Pull out the lines of the rows below from the one holding "Teacher note to the class: pick out the pink" through the last line of the rows, inclusive, and reproduce them verbatim.

---------- RECORDS FOR THE EXERCISE

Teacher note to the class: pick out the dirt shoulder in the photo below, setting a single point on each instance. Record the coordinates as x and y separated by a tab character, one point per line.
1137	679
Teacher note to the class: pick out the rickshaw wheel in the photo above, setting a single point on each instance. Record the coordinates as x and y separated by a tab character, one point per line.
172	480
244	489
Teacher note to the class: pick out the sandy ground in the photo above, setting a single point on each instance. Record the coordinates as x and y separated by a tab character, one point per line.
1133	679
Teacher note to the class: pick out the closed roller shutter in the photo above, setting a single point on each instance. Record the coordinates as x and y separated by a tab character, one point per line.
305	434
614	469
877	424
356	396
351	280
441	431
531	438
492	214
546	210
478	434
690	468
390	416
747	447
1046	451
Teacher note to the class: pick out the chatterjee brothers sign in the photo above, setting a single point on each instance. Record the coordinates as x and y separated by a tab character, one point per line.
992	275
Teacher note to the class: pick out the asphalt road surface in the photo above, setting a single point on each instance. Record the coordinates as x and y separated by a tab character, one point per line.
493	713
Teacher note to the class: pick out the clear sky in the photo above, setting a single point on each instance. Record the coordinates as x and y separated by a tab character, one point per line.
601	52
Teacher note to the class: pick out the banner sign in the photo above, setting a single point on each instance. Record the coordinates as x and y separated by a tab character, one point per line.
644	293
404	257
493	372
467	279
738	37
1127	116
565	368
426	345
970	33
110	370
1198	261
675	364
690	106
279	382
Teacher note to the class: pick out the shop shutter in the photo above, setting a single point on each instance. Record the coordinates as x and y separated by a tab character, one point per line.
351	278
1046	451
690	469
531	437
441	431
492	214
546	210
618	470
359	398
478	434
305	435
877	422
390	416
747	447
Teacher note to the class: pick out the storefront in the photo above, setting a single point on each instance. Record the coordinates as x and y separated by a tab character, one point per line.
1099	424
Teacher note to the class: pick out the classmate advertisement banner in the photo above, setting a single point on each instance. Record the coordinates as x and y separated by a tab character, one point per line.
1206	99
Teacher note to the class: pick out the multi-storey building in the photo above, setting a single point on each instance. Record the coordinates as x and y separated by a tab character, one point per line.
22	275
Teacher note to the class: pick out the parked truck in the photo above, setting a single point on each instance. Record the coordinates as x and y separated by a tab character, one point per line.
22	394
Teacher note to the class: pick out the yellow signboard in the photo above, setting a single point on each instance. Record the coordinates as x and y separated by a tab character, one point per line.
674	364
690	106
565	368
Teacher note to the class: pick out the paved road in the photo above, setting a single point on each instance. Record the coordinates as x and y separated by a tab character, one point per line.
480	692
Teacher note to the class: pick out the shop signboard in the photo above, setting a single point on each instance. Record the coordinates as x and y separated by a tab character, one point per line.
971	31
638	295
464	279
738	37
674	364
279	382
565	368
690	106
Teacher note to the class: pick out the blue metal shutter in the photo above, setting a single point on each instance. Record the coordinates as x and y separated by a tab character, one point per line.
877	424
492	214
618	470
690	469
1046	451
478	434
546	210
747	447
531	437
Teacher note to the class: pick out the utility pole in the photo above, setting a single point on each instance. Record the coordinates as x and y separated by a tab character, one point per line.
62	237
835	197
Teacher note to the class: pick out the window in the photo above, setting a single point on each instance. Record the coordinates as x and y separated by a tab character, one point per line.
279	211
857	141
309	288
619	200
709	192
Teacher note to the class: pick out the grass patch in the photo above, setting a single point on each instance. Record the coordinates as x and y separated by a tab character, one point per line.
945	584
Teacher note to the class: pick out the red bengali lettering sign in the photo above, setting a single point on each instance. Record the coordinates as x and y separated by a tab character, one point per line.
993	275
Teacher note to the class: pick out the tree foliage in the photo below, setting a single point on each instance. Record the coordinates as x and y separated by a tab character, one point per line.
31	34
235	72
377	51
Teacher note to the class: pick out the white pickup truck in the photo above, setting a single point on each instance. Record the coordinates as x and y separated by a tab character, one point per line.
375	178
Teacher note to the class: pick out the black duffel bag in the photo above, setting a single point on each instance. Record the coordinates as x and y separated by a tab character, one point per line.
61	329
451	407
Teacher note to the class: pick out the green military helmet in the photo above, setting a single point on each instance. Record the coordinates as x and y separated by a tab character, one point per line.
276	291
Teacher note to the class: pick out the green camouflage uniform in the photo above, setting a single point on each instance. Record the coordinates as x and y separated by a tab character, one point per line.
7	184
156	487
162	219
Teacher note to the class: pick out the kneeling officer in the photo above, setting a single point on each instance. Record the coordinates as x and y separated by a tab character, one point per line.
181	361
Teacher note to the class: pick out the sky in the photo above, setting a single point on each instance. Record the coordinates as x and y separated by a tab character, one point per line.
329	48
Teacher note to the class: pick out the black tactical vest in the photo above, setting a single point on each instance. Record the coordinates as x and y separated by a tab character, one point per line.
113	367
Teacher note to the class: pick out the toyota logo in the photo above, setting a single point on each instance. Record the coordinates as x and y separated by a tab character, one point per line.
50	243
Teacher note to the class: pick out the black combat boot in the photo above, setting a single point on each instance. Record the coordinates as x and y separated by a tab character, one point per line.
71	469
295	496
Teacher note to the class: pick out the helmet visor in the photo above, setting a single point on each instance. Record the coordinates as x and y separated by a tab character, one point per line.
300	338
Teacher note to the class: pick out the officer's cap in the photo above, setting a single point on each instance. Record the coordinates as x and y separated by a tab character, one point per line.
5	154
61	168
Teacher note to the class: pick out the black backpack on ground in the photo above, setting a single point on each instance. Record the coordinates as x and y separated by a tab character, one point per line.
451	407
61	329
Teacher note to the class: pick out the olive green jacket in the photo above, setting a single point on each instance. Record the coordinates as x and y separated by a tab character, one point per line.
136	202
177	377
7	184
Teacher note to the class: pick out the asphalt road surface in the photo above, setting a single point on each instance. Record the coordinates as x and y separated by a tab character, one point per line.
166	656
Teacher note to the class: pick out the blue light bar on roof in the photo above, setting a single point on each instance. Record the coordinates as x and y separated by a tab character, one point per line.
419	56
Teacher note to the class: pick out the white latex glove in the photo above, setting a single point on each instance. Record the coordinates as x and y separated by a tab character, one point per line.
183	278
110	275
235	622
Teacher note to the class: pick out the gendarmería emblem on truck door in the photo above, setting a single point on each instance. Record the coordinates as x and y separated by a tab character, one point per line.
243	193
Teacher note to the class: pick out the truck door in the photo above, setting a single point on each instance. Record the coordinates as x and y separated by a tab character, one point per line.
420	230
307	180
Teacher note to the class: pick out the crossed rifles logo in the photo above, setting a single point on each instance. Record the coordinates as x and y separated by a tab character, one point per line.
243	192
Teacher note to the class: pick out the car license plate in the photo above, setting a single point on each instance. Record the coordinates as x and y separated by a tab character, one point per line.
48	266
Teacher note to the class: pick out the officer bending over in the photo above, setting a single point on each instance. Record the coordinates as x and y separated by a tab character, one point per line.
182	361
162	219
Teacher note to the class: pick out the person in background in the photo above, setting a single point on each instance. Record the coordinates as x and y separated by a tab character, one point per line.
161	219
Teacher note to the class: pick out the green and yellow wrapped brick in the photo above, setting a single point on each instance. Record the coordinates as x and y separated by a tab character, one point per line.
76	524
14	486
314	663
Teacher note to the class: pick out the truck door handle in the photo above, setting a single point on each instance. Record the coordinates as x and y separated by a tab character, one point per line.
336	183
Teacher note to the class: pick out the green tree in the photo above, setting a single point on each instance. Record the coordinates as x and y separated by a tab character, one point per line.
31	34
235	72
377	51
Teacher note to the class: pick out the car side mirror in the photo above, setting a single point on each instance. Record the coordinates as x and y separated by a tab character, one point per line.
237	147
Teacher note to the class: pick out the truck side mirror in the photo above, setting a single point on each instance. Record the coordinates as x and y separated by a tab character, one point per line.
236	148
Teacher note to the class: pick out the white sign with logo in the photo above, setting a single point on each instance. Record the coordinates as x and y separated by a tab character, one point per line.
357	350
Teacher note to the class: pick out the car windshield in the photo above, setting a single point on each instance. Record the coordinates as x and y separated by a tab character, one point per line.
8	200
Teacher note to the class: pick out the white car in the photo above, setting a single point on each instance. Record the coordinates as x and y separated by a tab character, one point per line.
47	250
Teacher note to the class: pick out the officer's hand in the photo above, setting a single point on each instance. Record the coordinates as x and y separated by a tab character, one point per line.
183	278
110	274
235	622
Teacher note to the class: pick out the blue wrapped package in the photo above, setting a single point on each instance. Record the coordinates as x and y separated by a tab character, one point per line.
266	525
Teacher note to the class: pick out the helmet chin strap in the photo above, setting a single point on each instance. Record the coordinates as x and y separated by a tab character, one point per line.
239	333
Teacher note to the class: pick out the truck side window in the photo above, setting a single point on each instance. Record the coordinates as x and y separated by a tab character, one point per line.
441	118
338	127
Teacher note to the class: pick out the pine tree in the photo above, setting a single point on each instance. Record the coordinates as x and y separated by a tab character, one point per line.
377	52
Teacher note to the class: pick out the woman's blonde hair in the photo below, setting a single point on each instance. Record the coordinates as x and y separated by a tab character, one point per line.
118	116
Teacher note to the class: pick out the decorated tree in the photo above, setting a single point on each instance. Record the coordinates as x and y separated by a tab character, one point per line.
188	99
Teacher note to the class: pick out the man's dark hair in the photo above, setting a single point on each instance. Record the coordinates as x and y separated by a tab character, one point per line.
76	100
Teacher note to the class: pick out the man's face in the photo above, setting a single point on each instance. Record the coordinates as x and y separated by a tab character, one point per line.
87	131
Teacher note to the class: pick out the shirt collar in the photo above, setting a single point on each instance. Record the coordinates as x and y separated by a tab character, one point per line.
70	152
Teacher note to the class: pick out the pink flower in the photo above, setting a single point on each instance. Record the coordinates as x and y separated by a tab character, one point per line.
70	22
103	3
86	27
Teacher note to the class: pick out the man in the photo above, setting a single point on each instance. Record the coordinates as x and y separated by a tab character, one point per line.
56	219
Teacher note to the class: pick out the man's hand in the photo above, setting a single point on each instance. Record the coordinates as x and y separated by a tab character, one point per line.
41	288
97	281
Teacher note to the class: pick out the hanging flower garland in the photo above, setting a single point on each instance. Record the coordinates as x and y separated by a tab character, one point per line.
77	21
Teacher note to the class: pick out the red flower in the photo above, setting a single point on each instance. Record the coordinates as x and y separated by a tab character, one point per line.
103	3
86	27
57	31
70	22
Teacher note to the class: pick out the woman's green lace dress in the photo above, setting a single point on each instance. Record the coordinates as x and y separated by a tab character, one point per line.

--------------------

# TASK ANSWER
Teacher note to the class: pick out the pink flower in the photo above, setting a single point on each instance. Record the coordinates as x and y separated by a tab character, one point per line.
70	22
103	3
86	27
Teacher note to the class: pick out the man in the photo above, setting a single point on each instance. Record the coordinates as x and y separated by a tab character, one point per line.
56	219
Teacher note to the class: pick out the man's hand in the photo above, setting a single point on each instance. Record the coordinates as x and y separated by a tab character, one point per line.
41	288
97	281
Teacher note to the class: pick out the hanging flower garland in the photo above, setting a single point on each instance. Record the coordinates as x and y separated by a tab character, one point per line.
77	21
Teacher note to the class: pick out the red flower in the photo above, setting a single point on each instance. Record the coordinates as x and y separated by a tab character, one point per line.
103	3
86	27
57	31
70	22
Teacher note to the class: pick out the woman's green lace dress in the photo above, setting a single point on each instance. Record the coordinates as x and y separated by a tab character, one point per line.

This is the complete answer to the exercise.